== What you need to do ==
(a) In the passage on Brahms, what year did he complete the G Major String Sextet?
(b) Carry on the passage on Brahms from its final sentence.

Are we talking about Schoenberg, a composer too many people associate with the contemptible aspects of contemporary music?
No. This is the G Major String Sextet that Johannes Brahms had completed in 1865.
Here are the four movements of Brahms' String Sextet No. 2 in G Major, Op. 36
1st Movement (at 2:30 – the “Agathe Ade!” Motive) w/members of the Berlin Philharmonic Octet
2nd Movement Scherzo w/ChamberFest Cleveland 2013
3rd Movement – Slow Movement w/The Shanghai Quartet & Friends in Tokyo
4th Movement w/Amadeus Quartet + Cecil Aronowitz & William Pleeth
A couple of years before he had started composing the 1st String Sextet, Brahms (right) was still living in his hometown of Hamburg in 1858 when a friend invited him to come check out Göttingen, a college town about 170 miles south. This friend, Julius Otto Grimm, composer, teacher and music director of the local choral society, the Cäcilienverein (Cecelia Club), wrote to him, “If it would please you to have a few good voices lodged in very lovely girls, sing for you, they will take pleasure in being at your disposal. Come quickly!” Odd that Brahms had hesitated, at first.
So, in the midst of working on a serenade originally for a small group of strings and winds, he did so reluctantly, even if it was part of a holiday with Clara Schumann, her five youngest children, her half-brother, composer Woldemar Bargiel and violinist Joseph Joachim. It didn’t, however, take Brahms long to succumb to the charms of the town and especially some of the young ladies in town – one soprano named Agathe von Siebold, in particular.

(Records from an annotation dataset)
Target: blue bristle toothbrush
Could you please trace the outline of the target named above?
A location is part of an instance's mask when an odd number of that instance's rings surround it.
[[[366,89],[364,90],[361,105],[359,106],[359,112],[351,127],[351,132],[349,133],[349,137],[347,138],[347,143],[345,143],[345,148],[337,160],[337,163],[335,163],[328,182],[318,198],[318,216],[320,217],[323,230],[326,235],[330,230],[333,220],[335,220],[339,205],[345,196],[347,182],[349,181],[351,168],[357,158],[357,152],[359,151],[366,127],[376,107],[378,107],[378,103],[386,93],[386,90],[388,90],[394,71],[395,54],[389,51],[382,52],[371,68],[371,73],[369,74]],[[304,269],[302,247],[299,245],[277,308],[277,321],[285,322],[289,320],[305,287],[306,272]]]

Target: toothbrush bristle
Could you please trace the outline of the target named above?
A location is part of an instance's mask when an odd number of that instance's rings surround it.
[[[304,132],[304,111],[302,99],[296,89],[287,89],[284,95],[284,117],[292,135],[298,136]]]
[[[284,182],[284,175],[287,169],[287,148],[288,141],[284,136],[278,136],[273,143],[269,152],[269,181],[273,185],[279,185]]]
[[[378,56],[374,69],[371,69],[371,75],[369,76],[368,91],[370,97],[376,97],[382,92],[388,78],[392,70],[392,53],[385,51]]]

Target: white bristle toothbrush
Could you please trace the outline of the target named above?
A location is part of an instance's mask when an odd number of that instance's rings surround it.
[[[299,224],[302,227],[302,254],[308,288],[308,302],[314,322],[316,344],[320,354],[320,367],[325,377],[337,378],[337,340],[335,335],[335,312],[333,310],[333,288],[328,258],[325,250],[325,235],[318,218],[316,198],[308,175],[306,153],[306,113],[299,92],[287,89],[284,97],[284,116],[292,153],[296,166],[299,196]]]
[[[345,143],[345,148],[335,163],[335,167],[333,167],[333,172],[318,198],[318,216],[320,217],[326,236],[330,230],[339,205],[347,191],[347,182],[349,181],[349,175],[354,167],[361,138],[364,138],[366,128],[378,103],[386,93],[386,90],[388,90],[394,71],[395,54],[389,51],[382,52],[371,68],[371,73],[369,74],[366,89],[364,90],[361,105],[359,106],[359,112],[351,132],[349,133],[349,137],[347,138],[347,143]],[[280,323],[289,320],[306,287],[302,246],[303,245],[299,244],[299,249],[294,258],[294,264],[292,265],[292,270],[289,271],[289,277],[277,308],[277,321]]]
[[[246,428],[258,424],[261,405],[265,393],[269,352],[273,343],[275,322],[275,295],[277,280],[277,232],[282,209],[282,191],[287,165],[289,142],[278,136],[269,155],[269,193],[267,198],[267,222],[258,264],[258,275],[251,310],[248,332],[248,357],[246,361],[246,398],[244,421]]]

== Task-by-task answers ==
(a) 1865

(b)
In addition to having long dark hair, a lush figure, a fondness for practical jokes and a voice that Joachim likened to an Amati violin, Agathe (left) was also studying composition with Julius Grimm who once berated her for some sloppy counterpoint exercises. When Brahms agreed to play a trick on his friend, he wrote out her assignment himself which she duly handed in as her own. Grimm exploded over this “swinish mess” and when Agathe asked “well, what if Johannes had written it,” he said it would be even worse. Here, Brahms had actually screwed it up on purpose, playing a joke on both of them.
Oh, those wild and crazy musicians… such larks…
At the end of this extended vacation, Brahms returned to Detmold, about 30 miles to the northwest as the crow flies, where he was employed part of the year as a “court musician,” performing with the orchestra there and teaching music to the family of Prince Leopold III. In addition to organizing chamber music concerts, he also conducted a women’s choir for whom he wrote numerous short choral works.
In addition to playing concertos by Mendelssohn, Schumann and Chopin (I’m trying to imagine Brahms playing Chopin, but hey…), he also conducted his first Bach (the cantata, “Christ lag in Todesbanden”) and was known to accompany Mozart violin sonatas by starting them in the wrong key to “test” his colleague’s transposition skills. As a composer, his B Major Piano Trio (the original version of Op. 8) and the G Minor Piano Quartet were received coolly.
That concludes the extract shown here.